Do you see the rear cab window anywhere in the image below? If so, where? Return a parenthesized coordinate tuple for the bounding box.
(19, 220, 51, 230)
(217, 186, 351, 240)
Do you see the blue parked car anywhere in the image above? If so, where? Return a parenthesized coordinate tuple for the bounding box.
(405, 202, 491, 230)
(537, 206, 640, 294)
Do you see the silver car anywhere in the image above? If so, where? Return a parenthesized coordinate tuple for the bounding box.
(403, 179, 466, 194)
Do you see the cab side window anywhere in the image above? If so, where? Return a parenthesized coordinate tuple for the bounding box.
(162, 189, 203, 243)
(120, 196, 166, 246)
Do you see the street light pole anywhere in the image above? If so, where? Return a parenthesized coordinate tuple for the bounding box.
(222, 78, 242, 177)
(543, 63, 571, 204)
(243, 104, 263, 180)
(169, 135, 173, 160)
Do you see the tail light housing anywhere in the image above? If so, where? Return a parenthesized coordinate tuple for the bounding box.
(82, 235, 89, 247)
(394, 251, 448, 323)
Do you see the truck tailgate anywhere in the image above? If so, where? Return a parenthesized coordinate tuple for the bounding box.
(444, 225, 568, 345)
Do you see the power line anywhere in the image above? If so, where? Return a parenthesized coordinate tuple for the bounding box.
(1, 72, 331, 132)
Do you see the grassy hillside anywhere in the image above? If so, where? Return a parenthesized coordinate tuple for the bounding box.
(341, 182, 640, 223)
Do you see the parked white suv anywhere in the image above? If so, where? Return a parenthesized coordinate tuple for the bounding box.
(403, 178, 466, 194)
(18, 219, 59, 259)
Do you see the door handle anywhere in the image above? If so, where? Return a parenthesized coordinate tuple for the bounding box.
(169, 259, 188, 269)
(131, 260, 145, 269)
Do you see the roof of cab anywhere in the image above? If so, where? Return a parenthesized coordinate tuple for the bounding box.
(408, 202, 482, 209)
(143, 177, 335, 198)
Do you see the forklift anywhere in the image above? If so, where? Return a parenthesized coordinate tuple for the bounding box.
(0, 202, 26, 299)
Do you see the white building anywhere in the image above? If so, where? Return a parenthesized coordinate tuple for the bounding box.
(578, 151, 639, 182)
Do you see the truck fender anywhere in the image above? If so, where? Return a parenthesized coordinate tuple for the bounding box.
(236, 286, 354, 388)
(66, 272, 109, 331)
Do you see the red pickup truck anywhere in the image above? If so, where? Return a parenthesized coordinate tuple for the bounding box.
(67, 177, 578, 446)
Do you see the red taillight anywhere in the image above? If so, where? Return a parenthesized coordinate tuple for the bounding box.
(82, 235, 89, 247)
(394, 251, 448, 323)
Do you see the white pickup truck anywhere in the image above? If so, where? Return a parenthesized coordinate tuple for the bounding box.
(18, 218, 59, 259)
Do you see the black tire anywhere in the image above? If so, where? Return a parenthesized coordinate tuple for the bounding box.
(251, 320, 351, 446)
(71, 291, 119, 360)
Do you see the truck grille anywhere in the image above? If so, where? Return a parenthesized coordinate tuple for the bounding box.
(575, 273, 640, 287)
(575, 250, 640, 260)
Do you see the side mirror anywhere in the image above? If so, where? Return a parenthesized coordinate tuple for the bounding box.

+--

Without skipping a line, retype the full listing.

*Expected answer:*
Do you see the rear cab window anywhere in the image below? If so, where? Return a parenthesized coordinate tuple for the bounding box.
(19, 220, 51, 230)
(217, 186, 351, 240)
Do you see the blue parked car anywhere in the image above? If so, where? Return a parenthesized coordinate tuple for the bounding box.
(405, 202, 491, 230)
(537, 206, 640, 294)
Do you see the silver car anywhere in the image above? If so, where? Return a parenthesized coordinate tuple for the bounding box.
(403, 179, 466, 194)
Do you see the cab side window anywhere in the image above? If so, where? Return a parenthesized coordinate tuple for the bounding box.
(162, 189, 203, 243)
(120, 196, 166, 246)
Do you see the street light pole anywhere in the image above? If so, where? Return a parenthesized coordinate tuple for the bounding box.
(222, 78, 242, 177)
(543, 63, 571, 204)
(243, 104, 263, 180)
(169, 135, 173, 160)
Do you see the tail light housing anywhere in the image above? If so, where? Return a parenthesized coordinate tuple for the bounding box.
(82, 235, 89, 247)
(394, 251, 448, 323)
Do you see the truck tailgate anywhere in the image above? If so, where? Return a parenthesized coordinate tuple for the bounding box.
(444, 225, 568, 345)
Do you see the power line anywhere in the image above? If so, where? Return a parenthesized coordinate tuple for the bounding box.
(1, 72, 331, 132)
Do you see the grassy hillside anywhere in the image above? If so, where? Return a parenthesized coordinate tuple for the bounding box.
(341, 182, 640, 223)
Do you see the parked white suv anywhere in the image above? If so, where? Return a parenthesized coordinate tuple for the bounding box.
(403, 178, 466, 194)
(18, 219, 59, 259)
Do you see the door handle anywhere in the image above? If so, where? Return a parenthesized coordinate tuple for the bounding box.
(169, 259, 188, 269)
(131, 260, 145, 269)
Do you see the roof of cab anywhere in the image above? If so, where? Return a parenthesized coordinate tuple for the bounding box.
(408, 202, 482, 209)
(143, 177, 335, 198)
Do you see the forklift anywhere in the image above? If so, where? Return a parenthesized coordinate tuple for the bounding box.
(0, 202, 26, 299)
Do you see the white building anywhere in the image above? If so, where? Return a parenthesized coordinate tuple for the bounding box.
(578, 151, 639, 182)
Do you see the truck fender anywhere in the image above? If so, where? Return a parenthesized coordinate tuple for the bounding box.
(236, 286, 354, 388)
(66, 272, 109, 331)
Do you see the red pickup truck anywhere in the image above? If so, where? Return a parenthesized coordinate tuple for the bounding box.
(67, 177, 578, 446)
Do you see the red taillight anywhere in the image above? If so, where? Return a parenthesized coordinate tuple for the bounding box.
(82, 235, 89, 247)
(394, 251, 448, 323)
Do you see the white pickup truck anywhere in the image above? If so, where? Return a parenthesized coordinate tuple for the bounding box.
(18, 218, 59, 259)
Do you see the black tire anywhere in the image above? If so, where? Return a parenthesized coordinate tuple for the bounding box.
(251, 320, 351, 446)
(71, 291, 119, 360)
Do you see the truck grille anywhere in the image above? If so, where? Return a parenthesized coordinate tuple for the bounding box.
(575, 273, 640, 287)
(575, 250, 640, 260)
Do you see the side mirror anywhere in the image above? If so, where? Return a parenthesized coordinate tuple for the bounding box.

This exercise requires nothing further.